### What is required
Using the material below, set down only the line containing "Which pixel lies on the blurred" and the lines after it, unchanged.

### Data extracts
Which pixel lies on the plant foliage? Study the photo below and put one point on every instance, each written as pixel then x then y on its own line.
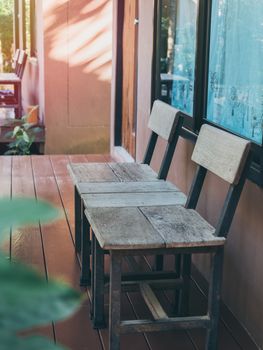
pixel 27 300
pixel 24 136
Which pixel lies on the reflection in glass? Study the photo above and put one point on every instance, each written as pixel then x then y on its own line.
pixel 177 53
pixel 235 91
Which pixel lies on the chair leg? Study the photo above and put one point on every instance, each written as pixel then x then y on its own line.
pixel 214 299
pixel 98 299
pixel 177 266
pixel 85 276
pixel 115 301
pixel 185 292
pixel 78 214
pixel 159 262
pixel 92 274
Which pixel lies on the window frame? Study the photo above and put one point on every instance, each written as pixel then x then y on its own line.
pixel 20 27
pixel 193 123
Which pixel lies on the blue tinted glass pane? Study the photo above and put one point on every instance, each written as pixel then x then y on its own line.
pixel 177 53
pixel 235 91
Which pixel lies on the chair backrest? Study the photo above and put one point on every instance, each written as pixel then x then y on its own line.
pixel 163 120
pixel 226 156
pixel 21 63
pixel 15 61
pixel 166 122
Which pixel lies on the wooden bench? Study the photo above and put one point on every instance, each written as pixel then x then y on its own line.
pixel 165 122
pixel 143 230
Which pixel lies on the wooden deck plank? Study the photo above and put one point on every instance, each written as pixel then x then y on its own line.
pixel 26 244
pixel 77 158
pixel 5 190
pixel 77 333
pixel 62 262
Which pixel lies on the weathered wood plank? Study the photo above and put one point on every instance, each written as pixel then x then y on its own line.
pixel 163 324
pixel 221 153
pixel 26 245
pixel 181 227
pixel 152 302
pixel 123 228
pixel 91 172
pixel 111 200
pixel 163 119
pixel 127 187
pixel 133 172
pixel 62 262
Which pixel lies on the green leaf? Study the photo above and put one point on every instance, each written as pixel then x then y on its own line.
pixel 16 131
pixel 24 211
pixel 27 300
pixel 9 134
pixel 25 136
pixel 10 341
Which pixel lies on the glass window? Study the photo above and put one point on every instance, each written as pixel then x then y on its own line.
pixel 177 53
pixel 6 35
pixel 235 86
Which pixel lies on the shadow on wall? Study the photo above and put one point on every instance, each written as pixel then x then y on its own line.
pixel 78 69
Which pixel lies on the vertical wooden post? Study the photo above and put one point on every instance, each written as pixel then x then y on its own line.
pixel 78 214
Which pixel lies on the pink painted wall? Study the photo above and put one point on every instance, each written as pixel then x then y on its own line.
pixel 77 75
pixel 243 277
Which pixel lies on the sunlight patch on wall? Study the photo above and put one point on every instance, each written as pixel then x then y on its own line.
pixel 85 40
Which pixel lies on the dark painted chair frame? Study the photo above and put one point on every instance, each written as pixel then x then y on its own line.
pixel 211 319
pixel 80 217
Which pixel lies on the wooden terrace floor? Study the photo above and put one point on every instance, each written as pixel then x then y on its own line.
pixel 50 249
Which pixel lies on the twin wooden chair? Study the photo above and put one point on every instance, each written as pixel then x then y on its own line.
pixel 147 216
pixel 13 98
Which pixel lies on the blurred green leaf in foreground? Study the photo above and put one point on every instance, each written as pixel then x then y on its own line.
pixel 26 299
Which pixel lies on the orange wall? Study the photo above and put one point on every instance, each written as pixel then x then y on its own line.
pixel 243 277
pixel 77 75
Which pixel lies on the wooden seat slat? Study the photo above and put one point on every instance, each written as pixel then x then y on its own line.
pixel 91 172
pixel 133 172
pixel 132 231
pixel 181 227
pixel 127 187
pixel 112 200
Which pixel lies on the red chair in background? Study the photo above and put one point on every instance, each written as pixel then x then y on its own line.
pixel 13 98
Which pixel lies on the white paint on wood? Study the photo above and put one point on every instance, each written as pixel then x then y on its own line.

### Written reply
Which pixel lies on the blurred green leaf in foreground? Study the photo above and put one point on every instance, each written as pixel then x then y on its own line.
pixel 26 299
Which pixel lies on the orange wall? Study the photo above and put one point on every instance, each written as pixel then x then y on its own line.
pixel 243 277
pixel 77 75
Which pixel lies on the wooden seat slat? Study the photo above and put one point on every instance, each written as pixel then x then y on its own line.
pixel 91 172
pixel 133 172
pixel 132 231
pixel 181 227
pixel 127 187
pixel 112 200
Which pixel lies on the red chair in background? Study the photo above and put one point on every instance, each written as pixel then x then y on its own line.
pixel 13 98
Which pixel lies on the white paint on wood? Study the photo above and put one point on every instance, each written as pixel then x then y on its own line.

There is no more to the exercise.